[Labeled-object pointing entries]
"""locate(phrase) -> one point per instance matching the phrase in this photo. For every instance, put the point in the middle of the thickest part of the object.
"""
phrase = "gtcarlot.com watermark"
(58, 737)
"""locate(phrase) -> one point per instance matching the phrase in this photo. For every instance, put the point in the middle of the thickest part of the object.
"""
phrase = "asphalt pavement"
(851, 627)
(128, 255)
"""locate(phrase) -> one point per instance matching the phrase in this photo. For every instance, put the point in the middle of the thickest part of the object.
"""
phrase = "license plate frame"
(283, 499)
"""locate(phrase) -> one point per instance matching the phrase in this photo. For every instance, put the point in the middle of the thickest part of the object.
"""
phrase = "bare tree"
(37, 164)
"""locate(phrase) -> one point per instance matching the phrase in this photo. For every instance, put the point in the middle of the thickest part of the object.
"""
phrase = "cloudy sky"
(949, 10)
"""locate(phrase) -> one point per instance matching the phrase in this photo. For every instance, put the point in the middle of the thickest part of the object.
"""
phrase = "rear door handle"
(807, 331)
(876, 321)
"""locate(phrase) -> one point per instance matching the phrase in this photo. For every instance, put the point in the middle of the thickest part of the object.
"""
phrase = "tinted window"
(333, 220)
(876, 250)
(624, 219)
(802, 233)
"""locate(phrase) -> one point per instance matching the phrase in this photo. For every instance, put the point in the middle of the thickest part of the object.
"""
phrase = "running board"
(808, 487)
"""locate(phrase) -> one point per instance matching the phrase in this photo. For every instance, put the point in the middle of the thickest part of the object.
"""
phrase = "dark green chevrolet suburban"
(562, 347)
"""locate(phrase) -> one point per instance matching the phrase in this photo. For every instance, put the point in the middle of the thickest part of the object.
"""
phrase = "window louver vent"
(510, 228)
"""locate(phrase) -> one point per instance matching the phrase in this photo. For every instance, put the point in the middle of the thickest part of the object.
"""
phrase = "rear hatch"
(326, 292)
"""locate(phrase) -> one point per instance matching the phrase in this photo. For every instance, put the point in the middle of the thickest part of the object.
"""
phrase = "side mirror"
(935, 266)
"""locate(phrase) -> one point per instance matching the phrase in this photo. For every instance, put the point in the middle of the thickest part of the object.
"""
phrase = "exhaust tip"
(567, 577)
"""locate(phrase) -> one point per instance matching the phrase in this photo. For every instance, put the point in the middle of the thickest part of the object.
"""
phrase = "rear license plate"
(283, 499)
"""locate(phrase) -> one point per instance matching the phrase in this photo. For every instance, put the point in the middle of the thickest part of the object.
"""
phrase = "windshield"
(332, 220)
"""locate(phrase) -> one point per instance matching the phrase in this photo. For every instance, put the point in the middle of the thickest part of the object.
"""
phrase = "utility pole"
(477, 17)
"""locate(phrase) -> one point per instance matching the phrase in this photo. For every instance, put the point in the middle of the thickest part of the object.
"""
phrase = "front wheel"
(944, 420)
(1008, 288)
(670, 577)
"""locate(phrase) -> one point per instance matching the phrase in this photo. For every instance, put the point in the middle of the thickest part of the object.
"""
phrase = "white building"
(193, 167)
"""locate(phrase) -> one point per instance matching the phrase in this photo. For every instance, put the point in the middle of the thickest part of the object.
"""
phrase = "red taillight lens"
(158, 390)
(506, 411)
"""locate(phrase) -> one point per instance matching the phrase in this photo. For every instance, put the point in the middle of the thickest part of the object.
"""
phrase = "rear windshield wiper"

* * *

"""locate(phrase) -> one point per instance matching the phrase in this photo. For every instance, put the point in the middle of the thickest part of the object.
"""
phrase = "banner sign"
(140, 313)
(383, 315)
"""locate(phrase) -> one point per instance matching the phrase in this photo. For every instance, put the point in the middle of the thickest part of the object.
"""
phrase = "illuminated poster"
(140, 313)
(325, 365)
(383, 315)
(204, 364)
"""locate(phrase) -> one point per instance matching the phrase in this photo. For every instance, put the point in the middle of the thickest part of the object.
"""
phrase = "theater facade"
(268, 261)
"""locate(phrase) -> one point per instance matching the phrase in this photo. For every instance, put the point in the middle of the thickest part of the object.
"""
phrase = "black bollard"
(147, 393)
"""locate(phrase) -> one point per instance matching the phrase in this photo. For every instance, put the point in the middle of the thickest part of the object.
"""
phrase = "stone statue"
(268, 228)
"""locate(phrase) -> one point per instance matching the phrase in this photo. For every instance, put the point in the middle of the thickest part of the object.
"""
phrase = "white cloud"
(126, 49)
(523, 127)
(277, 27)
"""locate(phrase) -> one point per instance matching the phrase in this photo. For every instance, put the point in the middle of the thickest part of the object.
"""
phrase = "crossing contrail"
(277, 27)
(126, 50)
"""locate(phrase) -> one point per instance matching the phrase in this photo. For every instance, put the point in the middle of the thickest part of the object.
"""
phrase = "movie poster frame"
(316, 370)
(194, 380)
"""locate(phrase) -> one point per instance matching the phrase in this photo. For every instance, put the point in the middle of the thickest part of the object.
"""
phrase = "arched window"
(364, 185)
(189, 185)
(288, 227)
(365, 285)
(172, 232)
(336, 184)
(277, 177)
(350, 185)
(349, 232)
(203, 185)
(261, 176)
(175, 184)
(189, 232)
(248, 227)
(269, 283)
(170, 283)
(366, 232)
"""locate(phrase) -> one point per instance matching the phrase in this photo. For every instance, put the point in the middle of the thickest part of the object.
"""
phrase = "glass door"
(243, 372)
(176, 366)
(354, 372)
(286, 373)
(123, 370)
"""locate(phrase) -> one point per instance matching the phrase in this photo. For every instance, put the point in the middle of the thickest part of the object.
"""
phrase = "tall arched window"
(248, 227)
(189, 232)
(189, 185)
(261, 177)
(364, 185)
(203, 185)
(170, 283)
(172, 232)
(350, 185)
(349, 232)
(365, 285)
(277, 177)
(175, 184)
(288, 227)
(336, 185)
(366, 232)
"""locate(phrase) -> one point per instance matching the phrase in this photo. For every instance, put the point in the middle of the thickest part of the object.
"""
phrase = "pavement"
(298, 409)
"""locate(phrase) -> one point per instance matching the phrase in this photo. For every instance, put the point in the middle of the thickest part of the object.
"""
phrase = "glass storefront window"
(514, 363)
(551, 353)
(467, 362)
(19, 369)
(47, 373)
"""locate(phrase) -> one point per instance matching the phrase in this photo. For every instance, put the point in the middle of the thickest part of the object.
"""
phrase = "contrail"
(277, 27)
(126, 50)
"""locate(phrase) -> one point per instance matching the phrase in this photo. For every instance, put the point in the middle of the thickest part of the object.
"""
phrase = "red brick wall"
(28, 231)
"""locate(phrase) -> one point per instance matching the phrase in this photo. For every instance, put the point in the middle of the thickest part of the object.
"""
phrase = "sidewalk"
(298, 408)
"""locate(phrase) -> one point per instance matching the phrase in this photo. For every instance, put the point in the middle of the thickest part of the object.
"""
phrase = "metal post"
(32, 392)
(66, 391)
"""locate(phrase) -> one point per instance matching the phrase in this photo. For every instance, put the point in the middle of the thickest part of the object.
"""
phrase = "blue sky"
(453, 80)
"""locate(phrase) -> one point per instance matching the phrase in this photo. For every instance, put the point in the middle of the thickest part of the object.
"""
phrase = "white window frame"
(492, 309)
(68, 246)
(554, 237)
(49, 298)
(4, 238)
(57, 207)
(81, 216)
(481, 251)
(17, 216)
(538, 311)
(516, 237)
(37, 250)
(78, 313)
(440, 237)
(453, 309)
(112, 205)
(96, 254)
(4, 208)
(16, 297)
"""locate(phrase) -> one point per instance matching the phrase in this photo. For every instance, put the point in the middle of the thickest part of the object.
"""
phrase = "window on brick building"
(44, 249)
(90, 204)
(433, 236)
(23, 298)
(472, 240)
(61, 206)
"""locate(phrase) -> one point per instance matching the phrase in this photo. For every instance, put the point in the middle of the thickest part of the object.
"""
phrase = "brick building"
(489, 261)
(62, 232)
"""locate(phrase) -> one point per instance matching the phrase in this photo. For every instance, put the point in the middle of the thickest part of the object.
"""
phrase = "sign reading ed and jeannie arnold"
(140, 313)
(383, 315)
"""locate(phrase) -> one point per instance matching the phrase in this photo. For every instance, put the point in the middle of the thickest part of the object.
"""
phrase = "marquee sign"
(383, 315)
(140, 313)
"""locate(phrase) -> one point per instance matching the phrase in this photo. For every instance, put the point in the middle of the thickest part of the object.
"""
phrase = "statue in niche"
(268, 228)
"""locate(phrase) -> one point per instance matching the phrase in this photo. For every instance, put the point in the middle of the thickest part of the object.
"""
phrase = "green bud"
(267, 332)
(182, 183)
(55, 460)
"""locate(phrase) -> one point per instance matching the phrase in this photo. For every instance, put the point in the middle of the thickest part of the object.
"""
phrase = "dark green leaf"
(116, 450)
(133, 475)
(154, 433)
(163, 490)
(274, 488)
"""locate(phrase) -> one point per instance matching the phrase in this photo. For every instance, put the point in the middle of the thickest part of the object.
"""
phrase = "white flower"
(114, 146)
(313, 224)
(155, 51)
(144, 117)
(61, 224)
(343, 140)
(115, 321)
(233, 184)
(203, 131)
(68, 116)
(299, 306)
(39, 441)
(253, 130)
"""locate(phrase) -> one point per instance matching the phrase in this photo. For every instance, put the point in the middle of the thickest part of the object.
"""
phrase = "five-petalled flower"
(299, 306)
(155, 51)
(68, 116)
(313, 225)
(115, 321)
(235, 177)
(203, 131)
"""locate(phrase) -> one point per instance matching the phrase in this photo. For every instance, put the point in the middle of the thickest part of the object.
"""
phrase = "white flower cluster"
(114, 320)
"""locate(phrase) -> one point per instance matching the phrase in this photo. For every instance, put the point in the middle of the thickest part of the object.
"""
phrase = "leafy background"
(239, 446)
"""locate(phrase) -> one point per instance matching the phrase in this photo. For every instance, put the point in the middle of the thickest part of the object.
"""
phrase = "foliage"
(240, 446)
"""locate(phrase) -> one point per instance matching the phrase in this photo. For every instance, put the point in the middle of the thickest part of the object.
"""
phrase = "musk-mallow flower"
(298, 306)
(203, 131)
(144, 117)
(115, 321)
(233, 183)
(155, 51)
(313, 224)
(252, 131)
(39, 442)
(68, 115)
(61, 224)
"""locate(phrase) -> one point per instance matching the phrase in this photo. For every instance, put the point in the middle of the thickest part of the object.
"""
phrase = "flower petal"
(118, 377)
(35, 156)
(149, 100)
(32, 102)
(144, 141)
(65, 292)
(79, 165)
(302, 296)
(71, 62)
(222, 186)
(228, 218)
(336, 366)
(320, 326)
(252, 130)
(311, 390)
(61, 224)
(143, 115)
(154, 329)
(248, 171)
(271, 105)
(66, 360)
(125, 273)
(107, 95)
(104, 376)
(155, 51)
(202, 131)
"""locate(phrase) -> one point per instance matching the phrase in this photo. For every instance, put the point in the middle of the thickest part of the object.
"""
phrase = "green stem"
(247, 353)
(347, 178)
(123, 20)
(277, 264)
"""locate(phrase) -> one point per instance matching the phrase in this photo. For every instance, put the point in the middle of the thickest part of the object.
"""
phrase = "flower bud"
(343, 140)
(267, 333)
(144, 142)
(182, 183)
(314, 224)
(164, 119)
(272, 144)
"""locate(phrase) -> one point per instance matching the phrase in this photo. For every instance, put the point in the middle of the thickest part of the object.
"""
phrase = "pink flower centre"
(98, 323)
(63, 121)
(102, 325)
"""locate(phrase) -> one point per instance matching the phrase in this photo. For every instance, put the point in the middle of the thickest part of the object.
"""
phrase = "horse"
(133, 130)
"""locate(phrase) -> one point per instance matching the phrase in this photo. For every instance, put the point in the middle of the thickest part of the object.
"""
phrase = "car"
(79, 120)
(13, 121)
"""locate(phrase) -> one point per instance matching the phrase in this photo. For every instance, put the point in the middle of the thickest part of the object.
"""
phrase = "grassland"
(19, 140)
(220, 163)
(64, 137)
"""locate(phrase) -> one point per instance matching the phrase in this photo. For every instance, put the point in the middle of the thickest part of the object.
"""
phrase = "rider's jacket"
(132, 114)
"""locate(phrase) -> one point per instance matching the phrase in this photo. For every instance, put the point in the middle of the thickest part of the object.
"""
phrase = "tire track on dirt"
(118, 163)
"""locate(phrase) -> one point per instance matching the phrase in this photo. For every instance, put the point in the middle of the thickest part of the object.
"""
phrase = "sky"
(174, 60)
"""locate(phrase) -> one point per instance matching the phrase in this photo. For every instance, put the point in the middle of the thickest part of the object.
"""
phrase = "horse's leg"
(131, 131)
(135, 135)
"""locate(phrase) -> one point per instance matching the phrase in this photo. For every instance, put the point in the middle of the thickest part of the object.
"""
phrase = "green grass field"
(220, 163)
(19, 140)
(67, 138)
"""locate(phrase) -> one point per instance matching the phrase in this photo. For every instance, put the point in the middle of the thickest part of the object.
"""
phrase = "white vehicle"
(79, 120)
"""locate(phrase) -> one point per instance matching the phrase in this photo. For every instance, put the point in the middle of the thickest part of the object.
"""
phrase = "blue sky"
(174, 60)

---

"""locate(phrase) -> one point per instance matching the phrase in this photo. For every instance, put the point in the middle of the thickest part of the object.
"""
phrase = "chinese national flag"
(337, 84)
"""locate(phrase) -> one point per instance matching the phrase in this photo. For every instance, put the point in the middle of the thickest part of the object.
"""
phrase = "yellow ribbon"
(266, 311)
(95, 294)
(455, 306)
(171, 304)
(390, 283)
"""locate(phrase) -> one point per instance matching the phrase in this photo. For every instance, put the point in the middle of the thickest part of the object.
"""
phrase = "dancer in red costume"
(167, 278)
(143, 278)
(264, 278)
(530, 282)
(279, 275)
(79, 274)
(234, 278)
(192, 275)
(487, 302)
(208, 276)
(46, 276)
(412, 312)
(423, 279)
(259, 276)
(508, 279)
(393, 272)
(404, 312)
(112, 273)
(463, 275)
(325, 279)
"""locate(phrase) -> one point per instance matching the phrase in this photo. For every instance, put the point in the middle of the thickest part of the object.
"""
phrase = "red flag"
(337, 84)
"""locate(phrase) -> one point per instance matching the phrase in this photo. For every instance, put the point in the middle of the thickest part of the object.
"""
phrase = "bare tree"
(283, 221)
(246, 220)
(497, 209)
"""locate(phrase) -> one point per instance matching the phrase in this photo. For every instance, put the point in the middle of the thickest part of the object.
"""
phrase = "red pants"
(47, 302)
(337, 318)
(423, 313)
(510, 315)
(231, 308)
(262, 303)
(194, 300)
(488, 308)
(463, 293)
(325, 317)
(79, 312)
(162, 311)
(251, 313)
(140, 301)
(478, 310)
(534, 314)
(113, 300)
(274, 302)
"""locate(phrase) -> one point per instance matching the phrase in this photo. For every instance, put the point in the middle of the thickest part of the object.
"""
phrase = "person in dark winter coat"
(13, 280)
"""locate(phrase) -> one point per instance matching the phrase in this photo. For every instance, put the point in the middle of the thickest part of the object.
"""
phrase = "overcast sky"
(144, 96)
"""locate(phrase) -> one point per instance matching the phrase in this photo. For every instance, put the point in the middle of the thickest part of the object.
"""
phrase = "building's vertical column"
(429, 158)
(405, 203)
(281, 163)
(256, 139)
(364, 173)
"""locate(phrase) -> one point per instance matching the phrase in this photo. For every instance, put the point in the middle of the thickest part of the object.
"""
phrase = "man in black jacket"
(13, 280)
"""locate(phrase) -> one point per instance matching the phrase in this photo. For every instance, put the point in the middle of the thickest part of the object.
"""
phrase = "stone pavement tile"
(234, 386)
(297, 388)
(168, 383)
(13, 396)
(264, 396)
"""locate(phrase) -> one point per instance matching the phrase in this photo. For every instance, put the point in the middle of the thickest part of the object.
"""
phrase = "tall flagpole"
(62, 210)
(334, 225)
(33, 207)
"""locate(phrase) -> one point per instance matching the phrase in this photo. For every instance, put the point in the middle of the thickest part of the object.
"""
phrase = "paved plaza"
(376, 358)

_Written instruction_
Show every line of the entries that contains the string "plate".

_Result of the task_
phrase = "license plate frame"
phrase = "rear license plate"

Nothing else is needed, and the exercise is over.